Dataset rows on where objects appear:
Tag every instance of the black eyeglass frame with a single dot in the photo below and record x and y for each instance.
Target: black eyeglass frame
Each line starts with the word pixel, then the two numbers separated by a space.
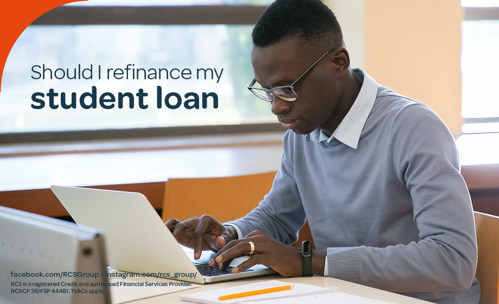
pixel 287 91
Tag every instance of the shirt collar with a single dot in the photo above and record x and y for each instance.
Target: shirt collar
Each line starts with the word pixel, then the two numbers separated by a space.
pixel 349 130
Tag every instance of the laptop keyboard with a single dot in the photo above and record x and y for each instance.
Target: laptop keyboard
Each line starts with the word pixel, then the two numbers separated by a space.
pixel 208 271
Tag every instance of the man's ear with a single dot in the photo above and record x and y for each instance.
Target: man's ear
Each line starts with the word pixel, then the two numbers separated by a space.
pixel 341 60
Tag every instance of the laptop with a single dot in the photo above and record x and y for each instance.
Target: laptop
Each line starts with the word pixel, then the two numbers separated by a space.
pixel 138 241
pixel 64 252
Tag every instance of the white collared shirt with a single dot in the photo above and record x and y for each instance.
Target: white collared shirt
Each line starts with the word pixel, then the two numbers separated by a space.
pixel 348 131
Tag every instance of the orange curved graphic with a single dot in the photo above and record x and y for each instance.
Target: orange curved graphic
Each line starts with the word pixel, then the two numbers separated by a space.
pixel 15 16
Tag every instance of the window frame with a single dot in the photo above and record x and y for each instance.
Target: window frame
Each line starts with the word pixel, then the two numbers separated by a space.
pixel 477 14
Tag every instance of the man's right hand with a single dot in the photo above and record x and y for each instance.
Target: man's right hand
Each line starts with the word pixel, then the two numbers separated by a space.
pixel 200 233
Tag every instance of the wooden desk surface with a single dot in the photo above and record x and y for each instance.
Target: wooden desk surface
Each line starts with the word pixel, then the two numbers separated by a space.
pixel 343 286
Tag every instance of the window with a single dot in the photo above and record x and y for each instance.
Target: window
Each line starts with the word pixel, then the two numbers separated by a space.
pixel 480 46
pixel 196 57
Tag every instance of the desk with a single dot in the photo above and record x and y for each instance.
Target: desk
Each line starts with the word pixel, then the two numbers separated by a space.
pixel 343 286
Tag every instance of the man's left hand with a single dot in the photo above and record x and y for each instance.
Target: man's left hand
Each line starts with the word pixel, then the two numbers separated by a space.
pixel 281 258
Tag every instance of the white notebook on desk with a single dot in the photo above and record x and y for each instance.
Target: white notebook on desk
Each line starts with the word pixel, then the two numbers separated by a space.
pixel 299 294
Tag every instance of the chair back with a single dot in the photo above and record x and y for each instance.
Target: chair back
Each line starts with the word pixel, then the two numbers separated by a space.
pixel 487 231
pixel 224 198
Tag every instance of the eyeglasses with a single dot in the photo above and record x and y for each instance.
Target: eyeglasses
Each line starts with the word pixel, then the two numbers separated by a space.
pixel 286 93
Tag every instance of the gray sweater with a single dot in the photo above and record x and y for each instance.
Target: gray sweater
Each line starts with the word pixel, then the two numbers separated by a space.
pixel 383 195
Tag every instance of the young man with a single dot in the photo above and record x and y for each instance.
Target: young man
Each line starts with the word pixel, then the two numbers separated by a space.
pixel 376 174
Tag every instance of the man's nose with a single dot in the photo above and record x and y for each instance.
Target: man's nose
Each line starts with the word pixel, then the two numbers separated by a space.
pixel 279 106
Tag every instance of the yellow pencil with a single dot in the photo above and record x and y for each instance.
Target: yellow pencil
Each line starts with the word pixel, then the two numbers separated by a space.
pixel 254 292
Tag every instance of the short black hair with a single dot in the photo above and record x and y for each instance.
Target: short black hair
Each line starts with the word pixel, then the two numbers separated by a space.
pixel 310 20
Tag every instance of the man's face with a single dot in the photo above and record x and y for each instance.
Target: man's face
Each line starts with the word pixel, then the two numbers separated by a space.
pixel 318 92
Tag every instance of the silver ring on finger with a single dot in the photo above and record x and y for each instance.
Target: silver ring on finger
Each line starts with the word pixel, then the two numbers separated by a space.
pixel 252 248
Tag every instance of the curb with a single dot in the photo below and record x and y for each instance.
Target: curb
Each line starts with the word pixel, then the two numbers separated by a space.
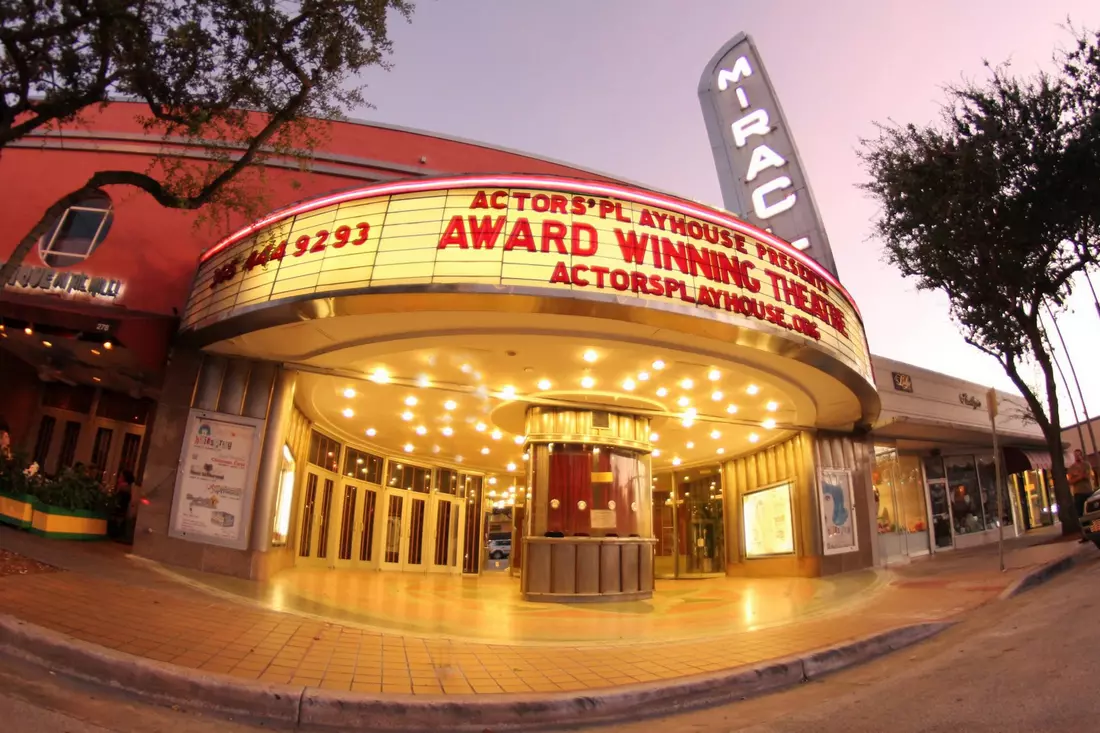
pixel 1044 573
pixel 317 709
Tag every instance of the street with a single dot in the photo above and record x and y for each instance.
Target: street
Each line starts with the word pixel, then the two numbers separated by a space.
pixel 1008 667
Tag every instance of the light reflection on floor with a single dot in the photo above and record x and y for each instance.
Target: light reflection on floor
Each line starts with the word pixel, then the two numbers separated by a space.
pixel 490 609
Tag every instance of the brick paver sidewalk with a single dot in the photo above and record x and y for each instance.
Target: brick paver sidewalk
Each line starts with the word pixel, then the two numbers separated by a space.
pixel 107 599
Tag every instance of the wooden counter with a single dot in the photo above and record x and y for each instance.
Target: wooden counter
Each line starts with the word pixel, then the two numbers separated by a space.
pixel 587 569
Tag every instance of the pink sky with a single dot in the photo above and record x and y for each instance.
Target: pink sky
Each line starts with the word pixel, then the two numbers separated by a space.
pixel 611 86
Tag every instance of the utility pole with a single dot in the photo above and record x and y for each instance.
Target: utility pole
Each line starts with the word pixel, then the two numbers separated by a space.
pixel 991 406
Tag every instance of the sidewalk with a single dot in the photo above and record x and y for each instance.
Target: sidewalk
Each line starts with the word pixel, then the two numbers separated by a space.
pixel 100 595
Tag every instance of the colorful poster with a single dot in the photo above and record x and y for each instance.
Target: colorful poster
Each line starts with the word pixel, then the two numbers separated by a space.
pixel 213 485
pixel 838 512
pixel 769 526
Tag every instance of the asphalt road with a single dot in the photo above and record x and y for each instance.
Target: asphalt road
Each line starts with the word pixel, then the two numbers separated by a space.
pixel 1030 665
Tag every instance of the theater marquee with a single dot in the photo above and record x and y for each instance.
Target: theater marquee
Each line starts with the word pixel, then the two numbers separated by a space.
pixel 564 238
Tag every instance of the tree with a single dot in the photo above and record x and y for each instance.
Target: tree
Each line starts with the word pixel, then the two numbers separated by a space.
pixel 241 80
pixel 996 206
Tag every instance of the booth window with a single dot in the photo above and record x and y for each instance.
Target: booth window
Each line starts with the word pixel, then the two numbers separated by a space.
pixel 78 231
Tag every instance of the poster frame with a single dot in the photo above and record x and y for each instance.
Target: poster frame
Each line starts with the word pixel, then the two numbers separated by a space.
pixel 844 477
pixel 248 495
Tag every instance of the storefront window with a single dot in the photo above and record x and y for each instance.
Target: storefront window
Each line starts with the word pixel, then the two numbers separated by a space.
pixel 965 494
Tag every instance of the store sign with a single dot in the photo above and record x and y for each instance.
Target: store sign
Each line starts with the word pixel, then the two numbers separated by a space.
pixel 837 512
pixel 564 239
pixel 759 171
pixel 212 502
pixel 768 522
pixel 63 282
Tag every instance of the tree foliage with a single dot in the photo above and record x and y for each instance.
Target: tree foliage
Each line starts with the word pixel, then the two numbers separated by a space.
pixel 997 205
pixel 239 80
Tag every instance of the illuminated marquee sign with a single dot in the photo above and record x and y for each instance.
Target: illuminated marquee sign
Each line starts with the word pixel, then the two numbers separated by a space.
pixel 561 238
pixel 758 165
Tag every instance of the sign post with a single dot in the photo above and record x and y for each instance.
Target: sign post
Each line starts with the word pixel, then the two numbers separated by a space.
pixel 991 406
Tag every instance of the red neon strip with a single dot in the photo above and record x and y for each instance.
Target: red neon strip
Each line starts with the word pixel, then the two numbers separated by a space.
pixel 571 185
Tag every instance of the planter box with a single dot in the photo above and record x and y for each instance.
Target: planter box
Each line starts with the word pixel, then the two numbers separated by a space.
pixel 58 523
pixel 17 510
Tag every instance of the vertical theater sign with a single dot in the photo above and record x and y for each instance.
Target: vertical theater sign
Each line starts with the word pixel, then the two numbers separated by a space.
pixel 761 178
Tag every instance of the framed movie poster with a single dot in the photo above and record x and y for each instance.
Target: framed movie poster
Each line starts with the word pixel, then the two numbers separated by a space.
pixel 837 512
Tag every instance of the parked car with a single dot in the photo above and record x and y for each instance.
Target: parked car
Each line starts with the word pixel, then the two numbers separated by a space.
pixel 1090 521
pixel 499 548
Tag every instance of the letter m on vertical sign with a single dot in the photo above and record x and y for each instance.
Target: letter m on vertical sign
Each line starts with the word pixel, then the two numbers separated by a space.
pixel 761 177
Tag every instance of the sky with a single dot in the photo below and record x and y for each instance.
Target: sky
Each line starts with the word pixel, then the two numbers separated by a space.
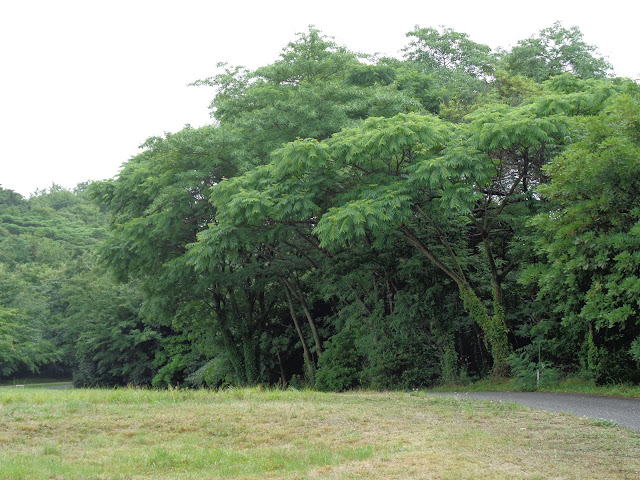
pixel 83 83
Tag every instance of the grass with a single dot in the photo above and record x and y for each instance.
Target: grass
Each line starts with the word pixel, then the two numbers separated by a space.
pixel 567 385
pixel 251 434
pixel 34 382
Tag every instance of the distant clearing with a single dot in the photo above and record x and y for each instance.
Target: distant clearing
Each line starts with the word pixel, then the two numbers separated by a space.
pixel 147 434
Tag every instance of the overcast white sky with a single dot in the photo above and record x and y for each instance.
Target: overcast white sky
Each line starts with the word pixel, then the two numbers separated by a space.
pixel 84 82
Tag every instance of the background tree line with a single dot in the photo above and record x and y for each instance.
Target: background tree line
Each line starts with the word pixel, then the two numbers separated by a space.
pixel 349 220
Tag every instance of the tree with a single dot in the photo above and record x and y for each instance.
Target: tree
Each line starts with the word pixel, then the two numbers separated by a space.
pixel 556 50
pixel 589 270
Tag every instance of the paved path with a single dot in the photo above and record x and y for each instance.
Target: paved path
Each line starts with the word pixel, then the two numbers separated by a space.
pixel 623 411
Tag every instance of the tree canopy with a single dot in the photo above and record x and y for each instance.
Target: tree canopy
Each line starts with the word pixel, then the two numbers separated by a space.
pixel 349 220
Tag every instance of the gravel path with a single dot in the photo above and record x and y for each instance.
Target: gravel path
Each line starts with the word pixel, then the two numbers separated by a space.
pixel 623 411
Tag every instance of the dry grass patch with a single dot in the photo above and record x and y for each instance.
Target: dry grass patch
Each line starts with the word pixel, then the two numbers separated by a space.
pixel 145 434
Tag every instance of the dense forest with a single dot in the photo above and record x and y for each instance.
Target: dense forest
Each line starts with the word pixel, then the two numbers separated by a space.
pixel 349 220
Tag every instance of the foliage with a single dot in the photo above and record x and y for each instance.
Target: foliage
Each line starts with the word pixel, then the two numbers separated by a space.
pixel 588 240
pixel 555 50
pixel 349 221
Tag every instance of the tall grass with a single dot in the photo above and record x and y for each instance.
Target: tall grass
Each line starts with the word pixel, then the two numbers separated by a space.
pixel 132 433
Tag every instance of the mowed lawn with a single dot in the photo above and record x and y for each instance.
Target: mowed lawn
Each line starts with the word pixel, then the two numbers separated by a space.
pixel 250 433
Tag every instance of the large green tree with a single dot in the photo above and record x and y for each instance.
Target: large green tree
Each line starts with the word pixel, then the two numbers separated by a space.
pixel 588 273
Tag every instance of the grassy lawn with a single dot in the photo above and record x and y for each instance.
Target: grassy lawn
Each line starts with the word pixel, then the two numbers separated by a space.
pixel 34 382
pixel 147 434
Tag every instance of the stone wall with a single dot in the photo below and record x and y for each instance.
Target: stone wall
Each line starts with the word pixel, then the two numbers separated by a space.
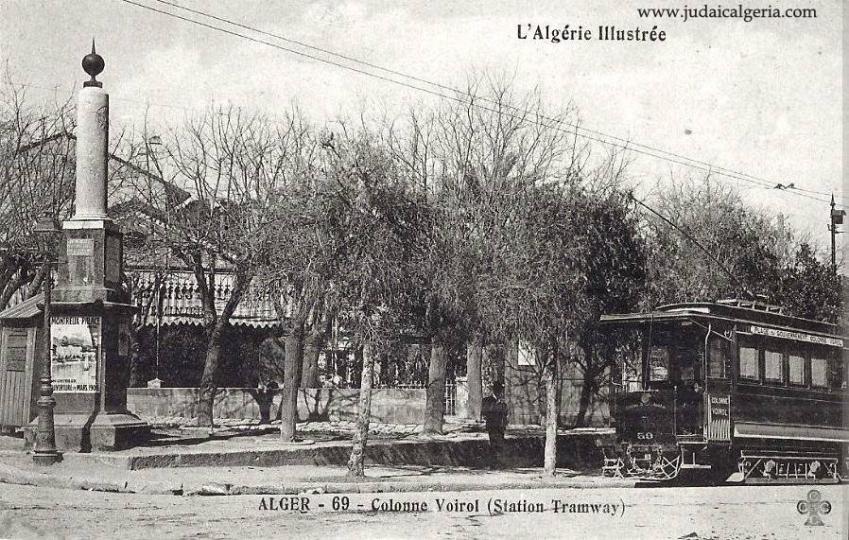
pixel 388 405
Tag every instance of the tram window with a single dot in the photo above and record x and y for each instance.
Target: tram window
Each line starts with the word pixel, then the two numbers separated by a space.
pixel 716 364
pixel 749 368
pixel 659 364
pixel 819 372
pixel 839 373
pixel 773 371
pixel 797 369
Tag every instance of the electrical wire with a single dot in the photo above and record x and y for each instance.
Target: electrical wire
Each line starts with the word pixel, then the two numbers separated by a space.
pixel 623 143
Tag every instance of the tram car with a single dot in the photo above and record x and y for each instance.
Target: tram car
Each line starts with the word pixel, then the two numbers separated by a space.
pixel 736 389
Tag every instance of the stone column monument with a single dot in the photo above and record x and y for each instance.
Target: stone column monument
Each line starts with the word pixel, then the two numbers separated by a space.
pixel 91 313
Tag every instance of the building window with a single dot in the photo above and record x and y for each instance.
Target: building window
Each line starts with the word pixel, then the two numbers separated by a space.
pixel 773 371
pixel 797 369
pixel 749 368
pixel 819 372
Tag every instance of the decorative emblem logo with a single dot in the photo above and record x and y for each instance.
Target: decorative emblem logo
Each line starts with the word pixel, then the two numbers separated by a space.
pixel 813 506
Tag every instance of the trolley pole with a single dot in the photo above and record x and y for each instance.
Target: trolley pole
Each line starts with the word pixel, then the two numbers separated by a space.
pixel 836 219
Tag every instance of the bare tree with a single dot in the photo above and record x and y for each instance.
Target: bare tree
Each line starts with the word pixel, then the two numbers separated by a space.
pixel 222 174
pixel 36 178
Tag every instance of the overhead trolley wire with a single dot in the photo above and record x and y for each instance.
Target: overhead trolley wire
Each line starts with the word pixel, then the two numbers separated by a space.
pixel 597 136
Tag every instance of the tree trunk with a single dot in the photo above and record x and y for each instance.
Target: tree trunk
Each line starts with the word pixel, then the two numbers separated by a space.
pixel 291 382
pixel 551 411
pixel 358 448
pixel 588 387
pixel 210 367
pixel 473 379
pixel 435 394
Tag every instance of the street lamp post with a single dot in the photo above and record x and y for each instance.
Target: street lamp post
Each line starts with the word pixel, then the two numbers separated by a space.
pixel 44 449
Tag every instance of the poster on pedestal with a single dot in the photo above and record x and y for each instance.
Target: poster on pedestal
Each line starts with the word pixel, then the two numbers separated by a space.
pixel 74 353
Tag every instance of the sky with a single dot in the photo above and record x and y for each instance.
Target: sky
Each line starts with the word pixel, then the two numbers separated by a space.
pixel 761 98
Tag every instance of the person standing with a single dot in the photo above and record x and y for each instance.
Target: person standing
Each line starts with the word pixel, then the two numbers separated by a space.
pixel 495 413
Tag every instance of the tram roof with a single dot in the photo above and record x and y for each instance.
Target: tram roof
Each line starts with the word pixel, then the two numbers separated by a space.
pixel 729 311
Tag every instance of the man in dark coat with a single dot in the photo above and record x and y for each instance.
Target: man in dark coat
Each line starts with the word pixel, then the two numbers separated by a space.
pixel 494 412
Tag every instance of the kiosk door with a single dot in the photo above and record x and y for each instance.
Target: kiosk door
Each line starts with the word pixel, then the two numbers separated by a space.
pixel 17 348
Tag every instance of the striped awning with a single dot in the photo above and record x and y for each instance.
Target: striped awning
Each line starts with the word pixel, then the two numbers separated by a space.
pixel 175 299
pixel 27 309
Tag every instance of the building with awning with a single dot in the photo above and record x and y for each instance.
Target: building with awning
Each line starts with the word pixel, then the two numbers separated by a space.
pixel 172 297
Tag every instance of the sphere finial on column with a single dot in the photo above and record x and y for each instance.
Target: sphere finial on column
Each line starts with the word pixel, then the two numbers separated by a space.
pixel 93 64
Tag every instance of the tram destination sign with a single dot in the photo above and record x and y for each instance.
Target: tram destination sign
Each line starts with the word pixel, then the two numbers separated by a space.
pixel 797 336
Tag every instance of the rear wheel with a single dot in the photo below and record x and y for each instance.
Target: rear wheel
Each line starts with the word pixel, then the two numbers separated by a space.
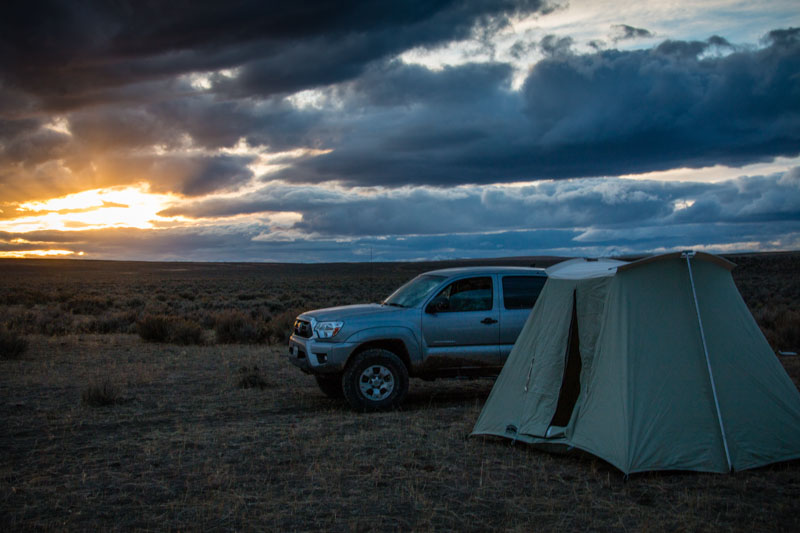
pixel 375 380
pixel 330 385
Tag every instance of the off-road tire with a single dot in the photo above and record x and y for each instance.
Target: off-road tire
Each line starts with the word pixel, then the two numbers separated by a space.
pixel 375 380
pixel 331 385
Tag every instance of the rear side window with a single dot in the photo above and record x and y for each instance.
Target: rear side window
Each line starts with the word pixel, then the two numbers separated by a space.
pixel 520 292
pixel 471 294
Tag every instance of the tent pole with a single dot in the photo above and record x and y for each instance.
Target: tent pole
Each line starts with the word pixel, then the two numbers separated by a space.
pixel 688 255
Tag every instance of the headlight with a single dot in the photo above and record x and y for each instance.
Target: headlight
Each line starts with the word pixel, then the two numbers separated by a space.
pixel 326 330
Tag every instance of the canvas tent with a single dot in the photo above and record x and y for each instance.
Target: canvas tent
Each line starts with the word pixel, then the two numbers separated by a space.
pixel 651 365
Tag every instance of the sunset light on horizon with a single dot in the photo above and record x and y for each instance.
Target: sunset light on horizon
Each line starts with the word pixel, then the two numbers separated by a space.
pixel 466 129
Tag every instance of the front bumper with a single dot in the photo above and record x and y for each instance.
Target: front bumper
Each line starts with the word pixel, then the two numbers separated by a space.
pixel 314 357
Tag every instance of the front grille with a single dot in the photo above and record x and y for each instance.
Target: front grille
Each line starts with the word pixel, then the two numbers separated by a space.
pixel 303 329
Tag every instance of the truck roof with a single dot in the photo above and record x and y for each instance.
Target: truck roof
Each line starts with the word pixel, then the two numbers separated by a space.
pixel 530 271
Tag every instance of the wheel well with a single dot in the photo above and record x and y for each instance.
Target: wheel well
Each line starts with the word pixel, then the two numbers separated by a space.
pixel 396 346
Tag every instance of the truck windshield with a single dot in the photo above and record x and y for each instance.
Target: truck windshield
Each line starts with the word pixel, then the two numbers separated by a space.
pixel 414 292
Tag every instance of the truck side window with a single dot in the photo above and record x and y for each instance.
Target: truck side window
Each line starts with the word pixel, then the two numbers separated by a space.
pixel 471 294
pixel 520 292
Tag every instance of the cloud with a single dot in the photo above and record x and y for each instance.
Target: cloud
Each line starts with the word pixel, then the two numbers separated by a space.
pixel 604 113
pixel 591 207
pixel 623 32
pixel 83 52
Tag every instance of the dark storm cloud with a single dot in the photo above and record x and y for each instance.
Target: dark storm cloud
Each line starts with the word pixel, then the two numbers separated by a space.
pixel 72 53
pixel 623 32
pixel 605 113
pixel 601 204
pixel 190 175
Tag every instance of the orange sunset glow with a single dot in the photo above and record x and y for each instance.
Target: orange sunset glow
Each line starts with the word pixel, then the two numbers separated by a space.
pixel 131 207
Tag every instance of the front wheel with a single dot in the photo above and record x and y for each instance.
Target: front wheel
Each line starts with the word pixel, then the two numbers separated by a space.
pixel 330 385
pixel 375 380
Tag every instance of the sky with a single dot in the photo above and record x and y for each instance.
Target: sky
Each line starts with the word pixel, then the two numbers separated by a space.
pixel 290 131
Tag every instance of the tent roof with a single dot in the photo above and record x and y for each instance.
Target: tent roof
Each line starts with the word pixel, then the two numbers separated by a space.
pixel 719 261
pixel 584 268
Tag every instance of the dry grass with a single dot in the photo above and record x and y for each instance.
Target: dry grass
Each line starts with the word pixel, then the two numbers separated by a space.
pixel 185 447
pixel 12 344
pixel 190 449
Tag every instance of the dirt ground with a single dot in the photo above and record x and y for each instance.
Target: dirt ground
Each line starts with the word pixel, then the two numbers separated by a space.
pixel 185 448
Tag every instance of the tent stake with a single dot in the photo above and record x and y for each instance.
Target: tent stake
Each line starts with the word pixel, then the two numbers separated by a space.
pixel 688 255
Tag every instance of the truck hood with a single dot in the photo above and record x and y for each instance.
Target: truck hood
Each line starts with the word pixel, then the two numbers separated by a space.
pixel 344 312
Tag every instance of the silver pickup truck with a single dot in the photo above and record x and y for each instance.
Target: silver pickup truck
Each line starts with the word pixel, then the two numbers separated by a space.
pixel 456 322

* EXERCISE INSTRUCTIONS: Reproduce the final stretch of the data above: every line from the one holding "Tag every instance of the tent stake" through the end, inclusive, exactly as written and nothing else.

* RIGHT ANSWER:
Tag every instance of the tent stake with a single dot in the photo above and record x and y for each instance.
Target: tent stake
Each line starts with the word pixel, then the two numbers separated by a space.
pixel 688 255
Tag every instance of the truck hood with a single dot in the photo above and record x and y for each instance.
Target: truck hood
Each line starts with the word pixel, then the two numbers separated by a space.
pixel 344 312
Tag every instance of the silver pickup truck with a single dot in the photo above and record x and y for each instance.
Target: silver pickup truck
Each line starts with the word pixel, then the two numbers separated by a space.
pixel 456 322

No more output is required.